Aim of the exercise: Retype the records below line for line, leaving out the pictures.
# Start of Data for this task
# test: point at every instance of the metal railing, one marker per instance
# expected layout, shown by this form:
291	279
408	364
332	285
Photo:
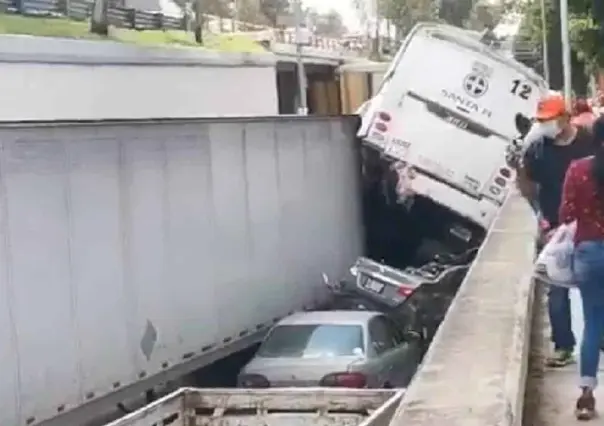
# End of Data for this task
Worked answer:
# test: point at every instance of the metal railing, one marker per instance
# expected layout, shown by this form:
291	279
408	364
332	285
Photo:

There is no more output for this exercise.